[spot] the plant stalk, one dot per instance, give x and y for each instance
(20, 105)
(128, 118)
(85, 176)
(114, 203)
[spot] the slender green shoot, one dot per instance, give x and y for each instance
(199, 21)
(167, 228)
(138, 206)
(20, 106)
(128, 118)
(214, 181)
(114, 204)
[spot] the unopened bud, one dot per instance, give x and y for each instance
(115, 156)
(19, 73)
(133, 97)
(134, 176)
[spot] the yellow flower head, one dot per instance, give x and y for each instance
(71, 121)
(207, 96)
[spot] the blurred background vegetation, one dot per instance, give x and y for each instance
=-=-=-=-=
- Your objective:
Start at the line containing "[spot] the slender" and print each line exactly until the listing ends, keeping the final line too.

- Answer to this problem:
[spot] the slender green shoot, one dot per instance, give x and y for each instance
(199, 21)
(167, 228)
(138, 206)
(20, 106)
(128, 118)
(214, 181)
(114, 204)
[spot] the unopened bud, one dot per instance, give x and y for each instance
(115, 156)
(19, 73)
(133, 97)
(134, 176)
[spot] the yellow flower head, one dot per instance, give x and y for each instance
(71, 121)
(207, 96)
[spot] the blurred background vegetation, one dot per instance, give x and y for each instance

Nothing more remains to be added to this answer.